## Problem details
Copy the records from the line containing "Might I trouble you for the coordinates of the tree trunk" through the end of the records, changing "pin" to "marker" and leaving everything else as it is. Give only those lines.

## The data
=======
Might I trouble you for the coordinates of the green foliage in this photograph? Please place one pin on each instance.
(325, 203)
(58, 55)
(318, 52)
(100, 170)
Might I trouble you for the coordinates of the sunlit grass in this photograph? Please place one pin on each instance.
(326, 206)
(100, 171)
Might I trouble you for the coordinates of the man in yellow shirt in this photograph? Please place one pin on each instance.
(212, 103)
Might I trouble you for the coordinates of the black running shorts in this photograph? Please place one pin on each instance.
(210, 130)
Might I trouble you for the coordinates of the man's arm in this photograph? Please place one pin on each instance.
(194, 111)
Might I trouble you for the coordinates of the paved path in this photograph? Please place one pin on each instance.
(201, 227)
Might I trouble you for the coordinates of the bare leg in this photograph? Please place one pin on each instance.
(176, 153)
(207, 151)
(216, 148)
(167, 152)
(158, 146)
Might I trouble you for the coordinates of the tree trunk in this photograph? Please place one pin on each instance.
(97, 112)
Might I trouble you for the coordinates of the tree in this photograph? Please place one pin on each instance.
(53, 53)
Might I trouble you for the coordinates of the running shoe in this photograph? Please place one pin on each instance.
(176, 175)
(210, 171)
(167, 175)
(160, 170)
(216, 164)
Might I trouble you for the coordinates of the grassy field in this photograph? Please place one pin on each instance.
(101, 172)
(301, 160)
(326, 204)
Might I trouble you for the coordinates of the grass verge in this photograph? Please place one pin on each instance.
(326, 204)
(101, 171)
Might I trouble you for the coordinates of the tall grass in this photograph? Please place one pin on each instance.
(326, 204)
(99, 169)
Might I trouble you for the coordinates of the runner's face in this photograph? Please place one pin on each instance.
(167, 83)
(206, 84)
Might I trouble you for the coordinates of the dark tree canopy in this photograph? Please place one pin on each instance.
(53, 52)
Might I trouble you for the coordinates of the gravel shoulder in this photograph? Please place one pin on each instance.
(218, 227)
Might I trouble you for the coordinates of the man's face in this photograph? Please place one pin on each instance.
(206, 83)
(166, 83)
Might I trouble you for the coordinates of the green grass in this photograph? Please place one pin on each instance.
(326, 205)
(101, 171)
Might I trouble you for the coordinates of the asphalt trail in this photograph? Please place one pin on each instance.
=======
## Completed task
Might I trouble you for the coordinates of the tree trunk in this photograph? Please place one marker on each instance.
(97, 112)
Might I trouble you for the coordinates of the tree in this photograph? Please place one marker on each instance.
(53, 53)
Might I trouble you for the coordinates of the running shoe in this photograph? Please place one marker on each instance.
(176, 175)
(210, 171)
(167, 175)
(160, 170)
(216, 164)
Might I trouble you for the coordinates of the grassy field in this photograph? Please place one marker on each instance.
(101, 172)
(301, 160)
(326, 204)
Might I trouble you for the coordinates of the grass verge in this photograph? Please place one marker on each instance.
(326, 204)
(101, 171)
Might I trouble you for the coordinates of the tall grass in this photograph? Please place one marker on each instance.
(326, 204)
(99, 169)
Might I trouble you for the coordinates of the runner's face in this photograph? Please place one marker on each instance.
(167, 83)
(206, 84)
Might I trouble you for the coordinates of the dark tree canopy in this photograph? Please place one marker on each instance.
(53, 52)
Might I trouble you for the coordinates of the gravel shoulder in this photograph? Please place one marker on each instance.
(218, 227)
Might I trouble you for the coordinates of the man's face in this photograph? Please place one marker on each instance.
(206, 83)
(166, 83)
Might I trouble you for the coordinates of the green grass in this photograph? Please place one marker on each instance.
(326, 205)
(101, 171)
Might I trouble you for the coordinates of the asphalt trail in this photograph? Please place one marker on each instance.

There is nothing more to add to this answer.